### Directions:
Extract and copy every line in the rows below that contains the string "drawer", where case counts.

### Records for processing:
* begin *

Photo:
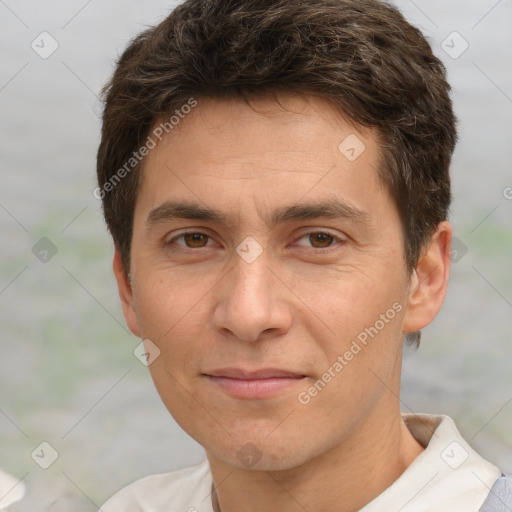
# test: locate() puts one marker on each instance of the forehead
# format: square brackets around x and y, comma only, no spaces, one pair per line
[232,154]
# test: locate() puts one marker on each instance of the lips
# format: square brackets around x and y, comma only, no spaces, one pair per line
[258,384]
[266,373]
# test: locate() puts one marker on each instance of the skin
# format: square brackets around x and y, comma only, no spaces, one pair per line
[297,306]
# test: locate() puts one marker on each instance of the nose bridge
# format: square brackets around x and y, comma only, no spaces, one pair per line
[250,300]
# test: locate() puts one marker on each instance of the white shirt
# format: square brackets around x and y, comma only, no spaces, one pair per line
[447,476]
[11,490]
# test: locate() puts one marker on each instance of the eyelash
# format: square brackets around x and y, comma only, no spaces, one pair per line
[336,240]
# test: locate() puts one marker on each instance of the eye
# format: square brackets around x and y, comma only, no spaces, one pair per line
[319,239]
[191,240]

* end *
* begin *

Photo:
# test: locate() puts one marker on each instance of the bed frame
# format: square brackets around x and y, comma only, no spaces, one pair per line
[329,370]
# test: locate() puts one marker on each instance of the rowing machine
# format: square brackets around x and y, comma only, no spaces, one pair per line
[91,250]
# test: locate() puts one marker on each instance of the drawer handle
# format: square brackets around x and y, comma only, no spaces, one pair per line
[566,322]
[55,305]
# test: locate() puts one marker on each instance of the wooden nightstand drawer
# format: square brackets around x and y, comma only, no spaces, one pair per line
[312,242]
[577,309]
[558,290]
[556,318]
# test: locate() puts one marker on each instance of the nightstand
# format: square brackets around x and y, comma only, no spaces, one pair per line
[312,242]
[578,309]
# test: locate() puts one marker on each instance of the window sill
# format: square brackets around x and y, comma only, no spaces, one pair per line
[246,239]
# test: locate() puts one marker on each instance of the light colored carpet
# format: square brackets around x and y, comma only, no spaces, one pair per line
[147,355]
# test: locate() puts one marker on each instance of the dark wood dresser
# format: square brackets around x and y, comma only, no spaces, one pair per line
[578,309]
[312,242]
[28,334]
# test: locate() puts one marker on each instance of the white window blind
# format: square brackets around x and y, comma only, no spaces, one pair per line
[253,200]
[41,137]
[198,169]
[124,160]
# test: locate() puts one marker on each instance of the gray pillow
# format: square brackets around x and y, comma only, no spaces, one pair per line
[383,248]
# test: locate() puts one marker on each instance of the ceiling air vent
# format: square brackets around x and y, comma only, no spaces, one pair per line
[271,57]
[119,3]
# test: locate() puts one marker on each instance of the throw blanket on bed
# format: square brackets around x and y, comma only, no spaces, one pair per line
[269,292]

* end *
* begin *

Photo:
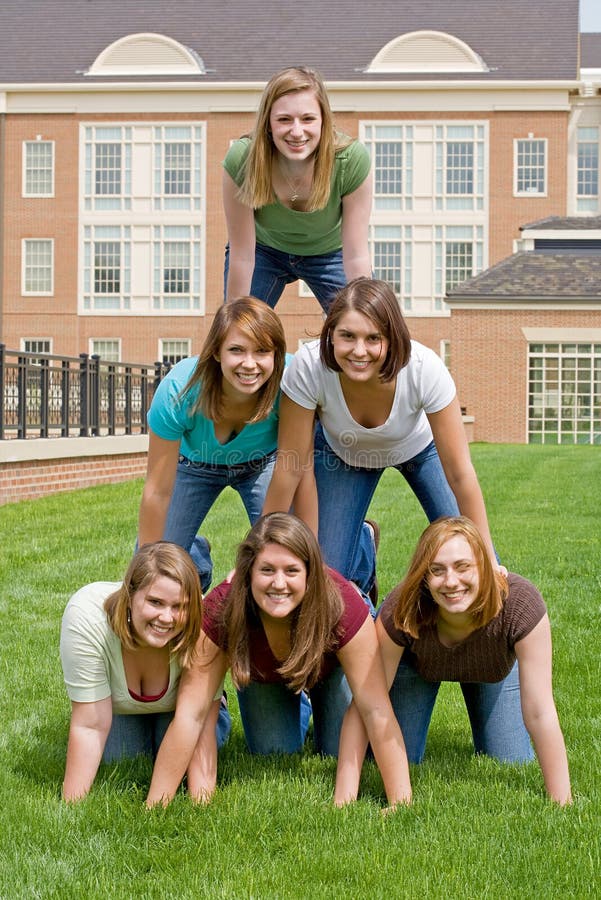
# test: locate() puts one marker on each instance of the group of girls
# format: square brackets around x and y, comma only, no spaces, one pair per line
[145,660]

* end *

### The solution:
# test: locate() puts one marker on each instance of the drawer handle
# test: locate() puts one marker on each instance of the wooden nightstand drawer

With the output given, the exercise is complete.